◆ **Recorded data**
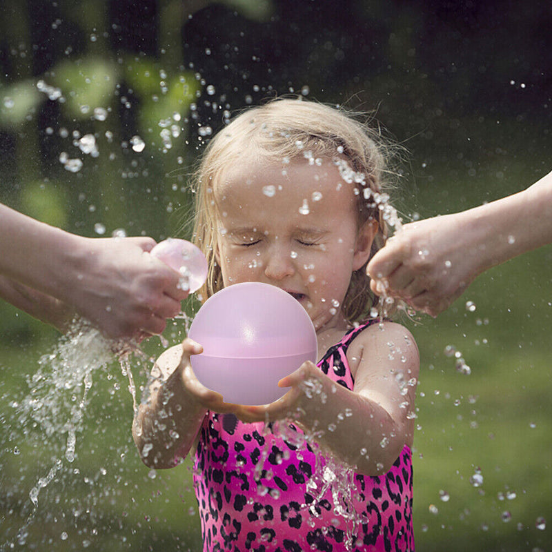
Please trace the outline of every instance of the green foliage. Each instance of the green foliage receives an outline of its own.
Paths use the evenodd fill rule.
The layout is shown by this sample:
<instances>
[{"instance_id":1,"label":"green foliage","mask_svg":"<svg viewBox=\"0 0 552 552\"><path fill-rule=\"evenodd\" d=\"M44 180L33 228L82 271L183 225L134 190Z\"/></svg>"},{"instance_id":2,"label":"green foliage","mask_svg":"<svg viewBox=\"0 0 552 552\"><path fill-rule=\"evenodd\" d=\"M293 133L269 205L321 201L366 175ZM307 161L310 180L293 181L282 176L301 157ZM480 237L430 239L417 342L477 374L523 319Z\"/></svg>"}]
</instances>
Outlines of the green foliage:
<instances>
[{"instance_id":1,"label":"green foliage","mask_svg":"<svg viewBox=\"0 0 552 552\"><path fill-rule=\"evenodd\" d=\"M17 128L30 120L43 101L32 80L0 86L0 128Z\"/></svg>"},{"instance_id":2,"label":"green foliage","mask_svg":"<svg viewBox=\"0 0 552 552\"><path fill-rule=\"evenodd\" d=\"M114 62L92 56L61 61L50 75L52 83L62 90L70 116L89 119L95 108L111 104L119 73Z\"/></svg>"}]
</instances>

◆ **Exercise prompt**
Repeat the material above verbatim. Leave the pictures behind.

◆ **Output of the exercise**
Please trace the outline of every instance of the green foliage. Each instance of the green foliage receives an outline of its own.
Paths use the evenodd fill rule.
The layout is shown by this sample:
<instances>
[{"instance_id":1,"label":"green foliage","mask_svg":"<svg viewBox=\"0 0 552 552\"><path fill-rule=\"evenodd\" d=\"M44 180L33 228L82 271L183 225L134 190Z\"/></svg>"},{"instance_id":2,"label":"green foliage","mask_svg":"<svg viewBox=\"0 0 552 552\"><path fill-rule=\"evenodd\" d=\"M293 133L269 205L321 201L366 175ZM307 161L310 180L293 181L282 176L301 157ZM480 237L430 239L417 342L477 374L523 319Z\"/></svg>"}]
</instances>
Outlines of the green foliage:
<instances>
[{"instance_id":1,"label":"green foliage","mask_svg":"<svg viewBox=\"0 0 552 552\"><path fill-rule=\"evenodd\" d=\"M17 128L30 120L43 101L32 80L0 86L0 128Z\"/></svg>"},{"instance_id":2,"label":"green foliage","mask_svg":"<svg viewBox=\"0 0 552 552\"><path fill-rule=\"evenodd\" d=\"M114 62L92 56L61 61L50 75L52 83L62 90L70 116L89 119L95 108L111 104L119 73Z\"/></svg>"}]
</instances>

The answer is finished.